EXTRACT TO READ:
▬▬▬▬▬▬▬▬▬▬

[PATCH -next v3 00/25] md: synchronize io with array reconfiguration

From: Yu Kuai
Date: Thu Sep 28 2023 - 02:22:06 EST


From: Yu Kuai <yukuai3@xxxxxxxxxx>

Changes in v3:
- rebase with latest md-next;
- remove patch 2 from v2, and replace it with a new patch;
- fix a null-ptr-derefrence in rdev_attr_store() that mddev is used
before checking;
- merge patch 20-22 from v1 into one patch;
- mddev_lock() used to be called first and can be interruptted, allow new
api, which is called before mddev_lock() now, to be interruptted as well;
- improve some comments and coding;

Changes in v2:
- rebase with latest md-next;
- remove some follow up cleanup patches, these patches will be sent
later after this patchset.

After previous four patchset of preparatory work, this patchset impelement
a new version of mddev_suspend(), the new apis:
- reconfig_mutex is not required;
- the weird logical that suspend array hold 'reconfig_mutex' for
mddev_check_recovery() to update superblock is not needed;
- the special handling, 'pers->prepare_suspend', for raid456 is not
needed;
- It's safe to be called at any time once mddev is allocated, and it's
designed to be used from slow path where array configuration is changed;

And use the new api to replace:

mddev_lock
mddev_suspend or not
// array reconfiguration
mddev_resume or not
mddev_unlock

With:

mddev_suspend
mddev_lock
// array reconfiguration
mddev_unlock
mddev_resume

However, the above change is not possible for raid5 and raid-cluster in
some corner cases, and mddev_suspend/resume() is replaced with quiesce()
callback, which will suspend the array as well.

This patchset is tested in my VM with mdadm testsuite with loop device
except for 10ddf tests(they always fail before this patchset).

A lot of cleanups will be started after this patchset.

Yu Kuai (25):
md: use READ_ONCE/WRITE_ONCE for 'suspend_lo' and 'suspend_hi'
md: replace is_md_suspended() with 'mddev->suspended' in
md_check_recovery()
md: add new helpers to suspend/resume array
md: add new helpers to suspend/resume and lock/unlock array
md: use new apis to suspend array for suspend_lo/hi_store()
md: use new apis to suspend array for level_store()
md: use new apis to suspend array for serialize_policy_store()
md/dm-raid: use new apis to suspend array
md/md-bitmap: use new apis to suspend array for location_store()
md/raid5-cache: use READ_ONCE/WRITE_ONCE for 'conf->log'
md/raid5-cache: use new apis to suspend array for
r5c_disable_writeback_async()

▬▬▬▬▬▬▬▬▬▬

PROVIDED MATERIAL:

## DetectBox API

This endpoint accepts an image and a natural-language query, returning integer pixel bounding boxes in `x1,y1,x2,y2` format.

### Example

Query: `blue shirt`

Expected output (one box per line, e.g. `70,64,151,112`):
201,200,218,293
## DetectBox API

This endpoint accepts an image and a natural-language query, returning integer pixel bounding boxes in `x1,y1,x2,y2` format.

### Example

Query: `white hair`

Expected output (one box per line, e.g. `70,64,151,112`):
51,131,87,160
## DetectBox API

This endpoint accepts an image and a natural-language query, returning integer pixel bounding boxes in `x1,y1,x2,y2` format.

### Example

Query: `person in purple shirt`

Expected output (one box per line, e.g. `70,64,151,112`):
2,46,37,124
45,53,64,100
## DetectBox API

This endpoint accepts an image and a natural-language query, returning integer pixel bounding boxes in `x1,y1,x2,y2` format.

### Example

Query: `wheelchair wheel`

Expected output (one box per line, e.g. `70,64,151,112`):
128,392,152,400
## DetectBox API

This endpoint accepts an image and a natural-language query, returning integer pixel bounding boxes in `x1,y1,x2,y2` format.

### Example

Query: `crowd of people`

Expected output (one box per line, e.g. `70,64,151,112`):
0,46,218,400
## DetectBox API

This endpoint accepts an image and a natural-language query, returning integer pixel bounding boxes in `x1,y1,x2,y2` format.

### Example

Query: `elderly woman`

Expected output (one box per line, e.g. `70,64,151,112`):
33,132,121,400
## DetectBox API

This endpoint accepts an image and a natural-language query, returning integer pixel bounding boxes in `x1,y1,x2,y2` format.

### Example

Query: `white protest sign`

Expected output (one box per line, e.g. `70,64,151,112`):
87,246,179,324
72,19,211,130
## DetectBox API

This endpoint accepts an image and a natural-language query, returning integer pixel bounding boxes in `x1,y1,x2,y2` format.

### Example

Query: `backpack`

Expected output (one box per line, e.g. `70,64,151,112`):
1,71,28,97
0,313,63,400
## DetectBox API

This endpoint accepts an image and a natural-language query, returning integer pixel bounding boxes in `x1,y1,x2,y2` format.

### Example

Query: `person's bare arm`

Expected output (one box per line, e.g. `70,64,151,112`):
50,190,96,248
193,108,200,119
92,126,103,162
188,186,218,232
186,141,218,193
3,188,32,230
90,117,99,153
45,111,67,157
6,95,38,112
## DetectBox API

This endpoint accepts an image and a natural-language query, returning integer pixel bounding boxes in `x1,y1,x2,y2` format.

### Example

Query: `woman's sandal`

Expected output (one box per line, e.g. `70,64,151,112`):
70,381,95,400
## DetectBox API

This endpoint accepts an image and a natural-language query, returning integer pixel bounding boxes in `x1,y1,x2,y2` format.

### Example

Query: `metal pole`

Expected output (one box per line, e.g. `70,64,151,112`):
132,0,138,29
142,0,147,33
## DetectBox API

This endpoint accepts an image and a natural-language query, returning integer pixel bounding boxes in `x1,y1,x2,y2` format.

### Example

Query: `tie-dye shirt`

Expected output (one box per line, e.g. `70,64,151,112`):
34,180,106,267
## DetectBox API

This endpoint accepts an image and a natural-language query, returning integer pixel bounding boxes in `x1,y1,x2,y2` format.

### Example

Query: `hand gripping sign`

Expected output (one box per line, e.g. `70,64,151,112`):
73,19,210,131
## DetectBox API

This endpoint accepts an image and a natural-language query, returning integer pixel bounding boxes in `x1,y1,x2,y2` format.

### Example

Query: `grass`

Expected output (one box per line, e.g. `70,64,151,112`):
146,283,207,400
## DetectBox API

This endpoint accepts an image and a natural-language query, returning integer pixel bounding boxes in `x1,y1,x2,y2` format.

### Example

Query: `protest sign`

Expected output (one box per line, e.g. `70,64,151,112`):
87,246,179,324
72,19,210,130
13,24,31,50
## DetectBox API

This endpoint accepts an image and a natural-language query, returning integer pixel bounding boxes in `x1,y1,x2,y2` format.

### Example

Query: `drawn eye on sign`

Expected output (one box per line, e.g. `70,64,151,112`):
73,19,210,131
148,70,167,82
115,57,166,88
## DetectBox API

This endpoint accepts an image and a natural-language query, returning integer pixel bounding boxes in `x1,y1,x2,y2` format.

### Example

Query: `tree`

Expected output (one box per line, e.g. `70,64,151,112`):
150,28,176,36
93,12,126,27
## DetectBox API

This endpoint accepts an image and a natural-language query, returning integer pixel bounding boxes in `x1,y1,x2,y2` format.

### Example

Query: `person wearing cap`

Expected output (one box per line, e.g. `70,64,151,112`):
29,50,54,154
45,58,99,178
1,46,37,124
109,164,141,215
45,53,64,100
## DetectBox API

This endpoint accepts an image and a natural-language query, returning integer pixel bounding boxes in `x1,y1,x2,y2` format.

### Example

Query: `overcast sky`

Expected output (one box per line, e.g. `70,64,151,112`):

▬▬▬▬▬▬▬▬▬▬

WHAT YOU WILL DO:
Answer these from the patchset announcement:
(a) What did the changes in v2 remove?
(b) Which tests were left out when the patchset was tested?
(c) For raid5 and raid-cluster in some corner cases, what replaces mddev_suspend/resume()?
Rely only on the patchset announcement, not on the records.

RESPONSE TO THE EXERCISE:
(a) Some follow-up cleanup patches, which will be sent after this patchset.
(b) The 10ddf tests.
(c) The quiesce() callback, which also suspends the array.